### Natural language region descriptions
──────

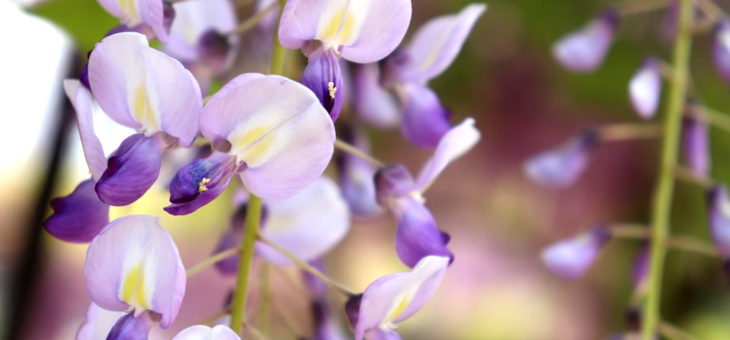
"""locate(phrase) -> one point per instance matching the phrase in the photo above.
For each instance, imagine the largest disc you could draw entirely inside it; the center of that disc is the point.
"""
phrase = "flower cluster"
(277, 136)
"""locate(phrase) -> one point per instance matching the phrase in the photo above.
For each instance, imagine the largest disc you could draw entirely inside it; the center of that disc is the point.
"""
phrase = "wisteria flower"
(418, 235)
(584, 50)
(572, 257)
(133, 264)
(147, 90)
(270, 130)
(361, 31)
(394, 298)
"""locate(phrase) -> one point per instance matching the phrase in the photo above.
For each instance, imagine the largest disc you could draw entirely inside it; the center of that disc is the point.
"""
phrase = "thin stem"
(253, 20)
(306, 267)
(671, 332)
(240, 295)
(351, 149)
(211, 261)
(665, 183)
(687, 175)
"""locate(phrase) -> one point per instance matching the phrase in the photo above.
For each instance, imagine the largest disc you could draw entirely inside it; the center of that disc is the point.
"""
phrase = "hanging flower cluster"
(271, 137)
(685, 130)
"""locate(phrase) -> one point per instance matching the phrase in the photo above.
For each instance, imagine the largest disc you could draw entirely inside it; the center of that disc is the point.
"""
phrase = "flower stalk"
(664, 189)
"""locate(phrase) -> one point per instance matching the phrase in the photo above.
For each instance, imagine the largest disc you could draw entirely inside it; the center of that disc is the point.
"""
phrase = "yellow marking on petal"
(133, 288)
(201, 185)
(331, 87)
(143, 111)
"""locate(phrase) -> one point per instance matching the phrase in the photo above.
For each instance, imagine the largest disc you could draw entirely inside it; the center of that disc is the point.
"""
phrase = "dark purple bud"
(214, 50)
(718, 206)
(391, 182)
(131, 170)
(417, 235)
(425, 120)
(78, 217)
(130, 328)
(324, 77)
(200, 182)
(696, 146)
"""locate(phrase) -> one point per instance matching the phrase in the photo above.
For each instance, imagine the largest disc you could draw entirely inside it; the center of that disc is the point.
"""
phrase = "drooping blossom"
(562, 166)
(361, 31)
(418, 235)
(645, 88)
(433, 48)
(269, 130)
(133, 264)
(308, 225)
(154, 15)
(144, 89)
(585, 49)
(718, 205)
(721, 49)
(202, 332)
(572, 257)
(696, 145)
(394, 298)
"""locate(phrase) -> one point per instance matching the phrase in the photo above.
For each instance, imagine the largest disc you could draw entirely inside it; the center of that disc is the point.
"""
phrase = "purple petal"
(455, 143)
(584, 50)
(129, 327)
(437, 43)
(200, 182)
(719, 218)
(308, 224)
(135, 263)
(395, 297)
(417, 235)
(696, 146)
(645, 88)
(572, 257)
(143, 88)
(324, 77)
(721, 49)
(201, 332)
(562, 166)
(425, 120)
(282, 137)
(78, 217)
(373, 103)
(131, 170)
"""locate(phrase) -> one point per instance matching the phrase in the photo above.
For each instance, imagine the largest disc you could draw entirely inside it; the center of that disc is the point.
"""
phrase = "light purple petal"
(373, 103)
(143, 88)
(417, 235)
(324, 77)
(307, 224)
(425, 120)
(721, 49)
(201, 332)
(395, 297)
(135, 263)
(278, 130)
(455, 143)
(98, 323)
(437, 43)
(78, 217)
(696, 146)
(584, 50)
(572, 257)
(82, 101)
(719, 217)
(562, 166)
(645, 88)
(131, 170)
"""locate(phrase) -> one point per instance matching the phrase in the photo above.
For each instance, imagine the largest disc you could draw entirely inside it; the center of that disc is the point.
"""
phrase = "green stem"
(665, 184)
(240, 295)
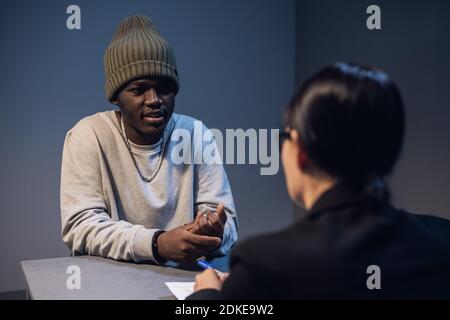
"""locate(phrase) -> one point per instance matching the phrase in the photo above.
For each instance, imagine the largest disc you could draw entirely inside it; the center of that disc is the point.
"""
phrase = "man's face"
(146, 106)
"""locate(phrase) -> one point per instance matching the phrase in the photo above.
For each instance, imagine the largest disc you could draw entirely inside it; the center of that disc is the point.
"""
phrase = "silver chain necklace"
(160, 157)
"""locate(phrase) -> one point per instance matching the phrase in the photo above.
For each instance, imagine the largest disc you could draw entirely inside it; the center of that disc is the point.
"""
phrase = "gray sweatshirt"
(108, 210)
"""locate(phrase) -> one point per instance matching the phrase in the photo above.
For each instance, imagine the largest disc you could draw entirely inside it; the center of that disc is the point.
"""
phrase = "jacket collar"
(340, 195)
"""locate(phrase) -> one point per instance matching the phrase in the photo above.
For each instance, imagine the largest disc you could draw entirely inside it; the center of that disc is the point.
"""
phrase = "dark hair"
(351, 121)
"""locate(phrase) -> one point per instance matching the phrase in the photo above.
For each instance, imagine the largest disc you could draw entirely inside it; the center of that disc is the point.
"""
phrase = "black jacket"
(326, 255)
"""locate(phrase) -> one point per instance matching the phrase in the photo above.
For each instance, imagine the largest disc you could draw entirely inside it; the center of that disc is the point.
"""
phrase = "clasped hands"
(198, 238)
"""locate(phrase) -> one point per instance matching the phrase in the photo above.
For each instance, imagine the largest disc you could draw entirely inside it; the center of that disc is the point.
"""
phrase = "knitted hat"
(137, 50)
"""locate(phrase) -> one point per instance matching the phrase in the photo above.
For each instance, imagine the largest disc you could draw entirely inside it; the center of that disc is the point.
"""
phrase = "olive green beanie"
(137, 50)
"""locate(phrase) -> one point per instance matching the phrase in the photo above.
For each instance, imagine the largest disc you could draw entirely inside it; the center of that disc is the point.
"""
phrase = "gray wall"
(236, 62)
(413, 47)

──────

### About this task
Print all of the entries word for word. Skip any images they contain.

### Written answer
"""locate(phrase) -> one point per instance matching the phrase in the photo above.
For each instance, imagine the largest disc you could draw entirely inside it; the center of that disc is the point.
"""
phrase = "flower cluster"
(277, 136)
"""locate(phrase) -> one point per instance matching the phrase in the photo above.
For each instance, imagine the largest disc you could draw entirely inside it; the center of that disc is the point.
"""
phrase = "wisteria flower"
(418, 235)
(584, 50)
(572, 257)
(133, 264)
(147, 90)
(270, 130)
(361, 31)
(394, 298)
"""locate(phrase) -> one point per instance matching the phrase in the photo above.
For each instance, imagine the largest disc you could draw entirely inside it; the center of that disc is the point.
"""
phrase = "thin stem"
(253, 20)
(306, 267)
(671, 332)
(240, 295)
(351, 149)
(211, 261)
(665, 183)
(687, 175)
"""locate(phrase) -> one point per instance matching the phrase in the photo above.
For each instance, imagine the largest disc you could draw entirely inside it; the center of that disc is the point.
"""
phrase = "hanging flower cluster"
(271, 137)
(685, 130)
"""locate(phrase) -> one point per instance matching the phrase in the photo above.
For each instance, imagine the largest disc you could draw entirely inside it; the center of that disc is the point.
"""
phrase = "flower stalk"
(664, 189)
"""locate(phrase) -> one point per instance matching the phrase in the photo above.
For each instance, imagine the largest disc you could draw entirely inside it; the center of that disc is the point.
"""
phrase = "yellow marking on petal"
(133, 288)
(201, 185)
(331, 87)
(143, 111)
"""locate(phrase) -> one point per instance matching the phrase in the photo above.
For each instance, imagine the largest disc you could draw entirely inside it; the center of that disc is the point.
"""
phrase = "dark purple bud"
(214, 50)
(718, 206)
(391, 182)
(131, 170)
(417, 235)
(425, 120)
(78, 217)
(130, 328)
(324, 77)
(200, 182)
(696, 146)
"""locate(phrase) -> one point per instance matching the phrase in the photo above.
For each instance, imagine the largest disc you could draw entirely inside it; the center of that disc is the point.
"""
phrase = "drooping blossom"
(562, 166)
(361, 31)
(418, 235)
(645, 88)
(433, 48)
(269, 130)
(133, 264)
(308, 225)
(154, 15)
(144, 89)
(585, 49)
(718, 205)
(721, 49)
(202, 332)
(572, 257)
(696, 145)
(394, 298)
"""locate(phrase) -> one point per instance matching the phrase in the photo above.
For each instance, imagine the largest disc you could draw entirely inside it; the center of that disc is the point.
"""
phrase = "purple petal"
(455, 143)
(584, 50)
(129, 327)
(437, 43)
(200, 182)
(719, 218)
(308, 224)
(135, 263)
(395, 297)
(417, 235)
(696, 146)
(645, 88)
(572, 257)
(143, 88)
(324, 77)
(721, 49)
(201, 332)
(562, 166)
(425, 120)
(282, 137)
(78, 217)
(373, 103)
(131, 170)
"""locate(phrase) -> one point per instance matching the phrase in the photo above.
For each instance, imagine the largest disc you could draw entirely inside it; the center of that disc is the point.
"""
phrase = "light purple petal"
(373, 103)
(143, 88)
(417, 235)
(324, 77)
(307, 224)
(425, 120)
(721, 49)
(201, 332)
(395, 297)
(135, 263)
(278, 130)
(455, 143)
(98, 323)
(437, 43)
(78, 217)
(696, 146)
(584, 50)
(572, 257)
(82, 101)
(719, 217)
(562, 166)
(645, 88)
(131, 170)
"""locate(phrase) -> one point per instance matching the phrase in the photo above.
For each instance, imagine the largest disc you could draw entirely inside it; the center of that disc is the point.
"""
phrase = "green stem"
(665, 184)
(240, 295)
"""locate(phrase) -> one point per instance matching the phrase in the photo above.
For each instance, imagine the largest disc you could draw entirely inside it; the center of that disc is the point.
"""
phrase = "man's face"
(146, 106)
"""locate(phrase) -> one point per instance matching the phrase in the photo above.
For each instance, imagine the largest disc you could draw entirely inside it; the center of that disc is the point.
"""
phrase = "silver chain necklace"
(160, 157)
"""locate(phrase) -> one point per instance matching the phrase in the photo above.
For each instance, imagine the largest disc you could draw entirely inside it; the center of that disc is the point.
"""
phrase = "gray sweatshirt"
(108, 210)
"""locate(phrase) -> one point per instance matching the phrase in the photo above.
For each instance, imagine the largest disc you could draw entirely inside it; the center of that disc is the point.
"""
phrase = "jacket collar"
(340, 195)
"""locate(phrase) -> one point per instance matching the phrase in the photo above.
For each instance, imagine the largest disc you could draw entirely inside it; the center of that disc is the point.
"""
phrase = "dark hair"
(351, 121)
"""locate(phrase) -> one point per instance matching the phrase in the photo above.
For each instance, imagine the largest disc you could draw entirely inside it; the center of that disc is the point.
"""
phrase = "black jacket"
(326, 255)
"""locate(phrase) -> one point per instance matching the phrase in the photo above.
For each instance, imagine the largest disc you could draw entirely inside it; the center of that disc is the point.
"""
phrase = "clasped hands"
(198, 238)
"""locate(phrase) -> one point per instance matching the phrase in the photo above.
For each instance, imagine the largest disc you could draw entirely inside it; the center of that disc is the point.
"""
phrase = "knitted hat"
(137, 50)
"""locate(phrase) -> one point per instance matching the phrase in the photo above.
For each instance, imagine the largest disc you could draw entirely inside it; the center of that disc is the point.
"""
phrase = "olive green beanie"
(137, 50)
"""locate(phrase) -> one point per instance matching the phrase in the photo above.
For each instance, imagine the largest disc you could draw entirely inside it; the center of that disc is the point.
"""
phrase = "gray wall"
(236, 62)
(413, 47)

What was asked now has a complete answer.